◆ **TASKS**:
[1] In the EIDL loan breakdown, what is the maximum length of an EIDL loan?
[2] Reproduce the EIDL loan breakdown word for word from "This article will" up to and including "a declared disaster.".

◆ **QUOTED PASSAGE**:
= Beginning of Section =
EIDL – An SBA Loan Breakdown

by | Dec 8, 2021 | Small Business | 0 comments

Natural disasters often happen without a moment’s notice – tornadoes, blizzards, earthquakes, and even COVID-19, can affect a business. When a company takes a brutal hit from a natural disaster, it takes a lot to keep from closing its doors permanently. Thankfully, the U.S Small Business Administration has a program set up to keep affected businesses alive during an unprecedented time.

This article will take a closer look at SBA-backed EIDL loans and how they can help certain businesses. 

Types of Disaster Loan Assistance Programs:

What is an EIDL loan?

By definition, Economic Injury Disaster Loans, or EIDL, is a Small Business Administration (SBA) disaster loan that provides Federal assistance to non-farm, private sector businesses. Luckily, this program is not limited to just small companies. The EIDL program can provide up to $2 million of financial assistance to small businesses or private, non-profit organizations that have felt the adverse substantial economic injury as the result of a declared disaster. 

Use this website to learn if your business is within a declared disaster area. 

The amount funded ultimately depends on the amount of economic injury. These funds help businesses maintain the working capital needed to run during the recovery period. While the acquired funds depend on the damages, the loan itself has a maximum loan length of 30 years with an interest rate that cannot surpass 4%. The payment and repayment penalties are determined by a business’s ability to pay. 

COVID-19 Economic Injury Disaster Loan

The SBA also provided small businesses with a program targeting those affected by COVID-19. The COVID-19 Economic Injury Disaster loan allowed small business owners, including agricultural industries, ad non-profit organizations, to apply for financial assistance. The loan itself was a low-interest, fixed-rate, long-term loan used to help overcome the effects of the pandemic by providing the working capital needed to maintain operations. 

Initially, the COVID-19 EIDL had a maximum of 150,000 due to the high number of applicants needing relief. Like the normal EIDL, funding varied on damages and was capped at $2 million. The SBA later increased the limit to $500,000 in April 2020 and $2 million in their more recent policy changes

While acquiring the loan is helpful, many have reported a longer wait time depending on the total of funds. According to Inc.com, businesses waited three weeks for approval for funds under $500,000 and six weeks for over $500,000.
= End of Section =
◆ **Point-per-instance localization data**:
= Beginning of Section =
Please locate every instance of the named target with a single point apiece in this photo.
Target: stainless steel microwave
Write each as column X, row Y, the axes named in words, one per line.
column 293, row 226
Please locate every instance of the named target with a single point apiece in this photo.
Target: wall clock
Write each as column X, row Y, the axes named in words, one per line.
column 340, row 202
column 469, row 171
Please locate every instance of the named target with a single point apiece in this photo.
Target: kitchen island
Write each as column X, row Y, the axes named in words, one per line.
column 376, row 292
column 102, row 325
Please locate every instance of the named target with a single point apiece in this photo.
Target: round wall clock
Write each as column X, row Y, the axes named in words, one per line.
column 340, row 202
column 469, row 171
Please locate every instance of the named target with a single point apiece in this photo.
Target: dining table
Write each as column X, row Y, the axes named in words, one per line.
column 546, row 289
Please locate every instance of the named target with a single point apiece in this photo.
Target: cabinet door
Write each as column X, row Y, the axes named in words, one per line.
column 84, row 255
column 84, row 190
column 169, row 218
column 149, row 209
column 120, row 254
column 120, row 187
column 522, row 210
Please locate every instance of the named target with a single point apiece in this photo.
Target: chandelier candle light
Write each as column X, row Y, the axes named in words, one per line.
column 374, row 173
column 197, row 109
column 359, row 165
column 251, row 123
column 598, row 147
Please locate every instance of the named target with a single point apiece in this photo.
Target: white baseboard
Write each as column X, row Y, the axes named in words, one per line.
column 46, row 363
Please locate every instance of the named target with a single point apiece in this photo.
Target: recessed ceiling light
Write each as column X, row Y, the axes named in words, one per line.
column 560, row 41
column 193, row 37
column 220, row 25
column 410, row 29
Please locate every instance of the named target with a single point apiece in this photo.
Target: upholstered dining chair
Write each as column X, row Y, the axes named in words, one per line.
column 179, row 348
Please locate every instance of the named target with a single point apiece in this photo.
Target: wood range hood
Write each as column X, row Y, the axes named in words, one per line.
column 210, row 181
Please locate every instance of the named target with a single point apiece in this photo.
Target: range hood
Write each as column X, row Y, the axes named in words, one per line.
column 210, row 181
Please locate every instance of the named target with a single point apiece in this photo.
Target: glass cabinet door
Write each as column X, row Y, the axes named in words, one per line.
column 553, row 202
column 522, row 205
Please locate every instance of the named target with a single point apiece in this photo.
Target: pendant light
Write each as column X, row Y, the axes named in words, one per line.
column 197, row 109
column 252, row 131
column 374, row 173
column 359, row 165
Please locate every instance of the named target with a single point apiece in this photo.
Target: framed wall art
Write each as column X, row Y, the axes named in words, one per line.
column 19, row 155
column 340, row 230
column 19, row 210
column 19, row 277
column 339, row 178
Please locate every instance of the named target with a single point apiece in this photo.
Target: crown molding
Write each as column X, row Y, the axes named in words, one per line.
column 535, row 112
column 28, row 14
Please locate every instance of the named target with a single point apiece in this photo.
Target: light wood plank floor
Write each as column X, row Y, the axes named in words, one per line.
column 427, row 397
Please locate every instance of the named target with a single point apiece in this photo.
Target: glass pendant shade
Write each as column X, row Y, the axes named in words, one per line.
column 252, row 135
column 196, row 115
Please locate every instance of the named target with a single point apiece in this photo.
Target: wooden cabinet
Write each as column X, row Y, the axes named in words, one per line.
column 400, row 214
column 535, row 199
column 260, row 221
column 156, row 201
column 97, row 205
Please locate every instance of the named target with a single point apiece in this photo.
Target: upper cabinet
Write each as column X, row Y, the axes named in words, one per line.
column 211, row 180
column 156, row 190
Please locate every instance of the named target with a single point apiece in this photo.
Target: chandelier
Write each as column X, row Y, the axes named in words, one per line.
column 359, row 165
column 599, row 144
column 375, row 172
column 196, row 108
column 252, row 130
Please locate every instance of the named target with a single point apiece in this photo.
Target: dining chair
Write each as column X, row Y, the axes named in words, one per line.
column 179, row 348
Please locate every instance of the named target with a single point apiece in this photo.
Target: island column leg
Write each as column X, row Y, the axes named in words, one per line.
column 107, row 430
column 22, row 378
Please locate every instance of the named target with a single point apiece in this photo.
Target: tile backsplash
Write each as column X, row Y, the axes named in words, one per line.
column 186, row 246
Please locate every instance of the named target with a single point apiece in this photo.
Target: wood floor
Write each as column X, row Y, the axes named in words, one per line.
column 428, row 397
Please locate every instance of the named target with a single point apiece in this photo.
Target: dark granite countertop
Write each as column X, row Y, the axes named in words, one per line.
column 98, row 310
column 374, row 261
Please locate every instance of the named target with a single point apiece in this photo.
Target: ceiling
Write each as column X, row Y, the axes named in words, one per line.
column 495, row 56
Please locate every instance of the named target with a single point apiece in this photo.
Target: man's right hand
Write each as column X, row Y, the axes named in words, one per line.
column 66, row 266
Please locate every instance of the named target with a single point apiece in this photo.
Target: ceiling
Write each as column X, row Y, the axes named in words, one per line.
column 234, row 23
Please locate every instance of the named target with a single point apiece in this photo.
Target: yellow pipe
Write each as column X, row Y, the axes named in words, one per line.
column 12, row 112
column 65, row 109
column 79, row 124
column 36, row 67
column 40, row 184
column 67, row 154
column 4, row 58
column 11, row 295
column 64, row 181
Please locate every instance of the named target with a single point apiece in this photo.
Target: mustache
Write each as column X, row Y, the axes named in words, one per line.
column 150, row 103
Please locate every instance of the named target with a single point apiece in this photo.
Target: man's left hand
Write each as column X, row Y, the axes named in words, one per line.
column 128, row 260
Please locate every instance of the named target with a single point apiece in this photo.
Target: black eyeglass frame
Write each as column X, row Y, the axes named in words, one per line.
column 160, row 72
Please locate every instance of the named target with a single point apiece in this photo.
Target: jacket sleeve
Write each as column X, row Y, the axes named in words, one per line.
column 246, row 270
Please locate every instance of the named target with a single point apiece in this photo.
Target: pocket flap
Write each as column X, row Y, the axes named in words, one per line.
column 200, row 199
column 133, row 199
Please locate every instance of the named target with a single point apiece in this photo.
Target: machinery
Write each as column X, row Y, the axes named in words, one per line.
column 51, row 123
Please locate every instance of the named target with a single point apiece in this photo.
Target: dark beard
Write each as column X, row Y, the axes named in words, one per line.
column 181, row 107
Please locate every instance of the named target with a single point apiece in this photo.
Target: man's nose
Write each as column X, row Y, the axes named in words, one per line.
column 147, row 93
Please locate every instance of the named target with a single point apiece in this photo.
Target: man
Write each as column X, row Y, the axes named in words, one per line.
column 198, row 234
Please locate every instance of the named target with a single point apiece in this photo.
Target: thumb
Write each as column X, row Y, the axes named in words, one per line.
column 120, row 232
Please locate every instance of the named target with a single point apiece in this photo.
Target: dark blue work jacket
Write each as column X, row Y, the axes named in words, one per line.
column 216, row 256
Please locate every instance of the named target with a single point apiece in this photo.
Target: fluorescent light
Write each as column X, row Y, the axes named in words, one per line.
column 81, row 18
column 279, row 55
= End of Section =
= Beginning of Section =
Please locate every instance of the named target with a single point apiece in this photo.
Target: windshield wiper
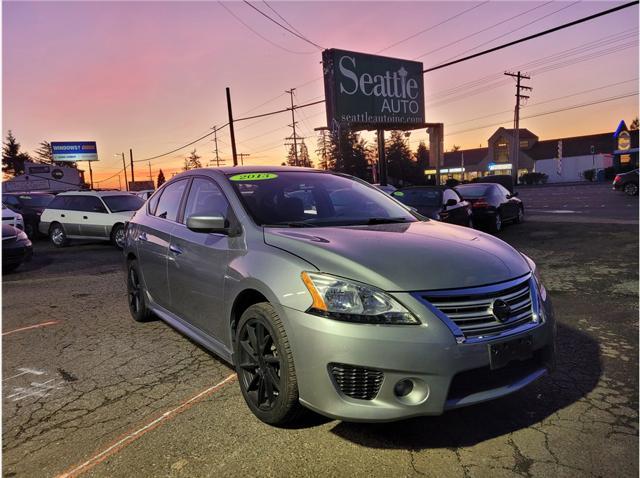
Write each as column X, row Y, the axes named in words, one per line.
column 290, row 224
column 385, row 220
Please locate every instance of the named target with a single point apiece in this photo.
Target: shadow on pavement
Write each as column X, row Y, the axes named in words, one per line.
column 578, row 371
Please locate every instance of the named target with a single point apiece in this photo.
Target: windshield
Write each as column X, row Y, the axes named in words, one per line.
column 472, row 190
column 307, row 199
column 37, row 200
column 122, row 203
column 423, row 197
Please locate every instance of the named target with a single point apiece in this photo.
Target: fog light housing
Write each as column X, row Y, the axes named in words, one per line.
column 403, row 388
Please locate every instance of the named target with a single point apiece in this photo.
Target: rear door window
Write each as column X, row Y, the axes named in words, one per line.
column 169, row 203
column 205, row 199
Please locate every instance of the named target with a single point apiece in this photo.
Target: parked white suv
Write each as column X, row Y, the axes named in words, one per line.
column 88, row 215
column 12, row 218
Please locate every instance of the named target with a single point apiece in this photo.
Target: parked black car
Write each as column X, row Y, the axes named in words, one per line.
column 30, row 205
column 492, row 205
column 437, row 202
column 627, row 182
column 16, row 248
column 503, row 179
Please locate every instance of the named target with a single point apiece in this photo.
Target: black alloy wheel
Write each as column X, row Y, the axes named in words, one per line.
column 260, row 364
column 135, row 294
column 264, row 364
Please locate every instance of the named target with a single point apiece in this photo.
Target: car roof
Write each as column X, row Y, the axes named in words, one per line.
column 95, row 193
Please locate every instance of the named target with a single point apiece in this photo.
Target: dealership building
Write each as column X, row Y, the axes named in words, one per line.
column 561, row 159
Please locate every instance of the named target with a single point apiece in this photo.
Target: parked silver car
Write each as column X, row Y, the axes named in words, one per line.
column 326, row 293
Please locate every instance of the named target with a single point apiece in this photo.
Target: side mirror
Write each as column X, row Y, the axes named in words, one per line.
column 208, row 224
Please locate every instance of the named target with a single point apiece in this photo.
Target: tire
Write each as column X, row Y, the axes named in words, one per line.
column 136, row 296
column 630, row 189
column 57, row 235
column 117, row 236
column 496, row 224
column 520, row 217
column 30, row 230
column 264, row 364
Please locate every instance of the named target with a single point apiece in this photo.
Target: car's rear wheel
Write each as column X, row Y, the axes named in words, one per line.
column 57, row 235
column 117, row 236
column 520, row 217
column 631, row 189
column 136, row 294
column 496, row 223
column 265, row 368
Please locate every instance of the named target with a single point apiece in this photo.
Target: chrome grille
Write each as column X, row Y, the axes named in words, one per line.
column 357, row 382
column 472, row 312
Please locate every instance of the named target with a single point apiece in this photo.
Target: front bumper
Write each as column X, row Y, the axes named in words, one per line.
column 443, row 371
= End of Section =
◆ **TASK-BY-TASK ANSWERS**:
[1] 30 years

[2]
This article will take a closer look at SBA-backed EIDL loans and how they can help certain businesses. 

Types of Disaster Loan Assistance Programs:

What is an EIDL loan?

By definition, Economic Injury Disaster Loans, or EIDL, is a Small Business Administration (SBA) disaster loan that provides Federal assistance to non-farm, private sector businesses. Luckily, this program is not limited to just small companies. The EIDL program can provide up to $2 million of financial assistance to small businesses or private, non-profit organizations that have felt the adverse substantial economic injury as the result of a declared disaster.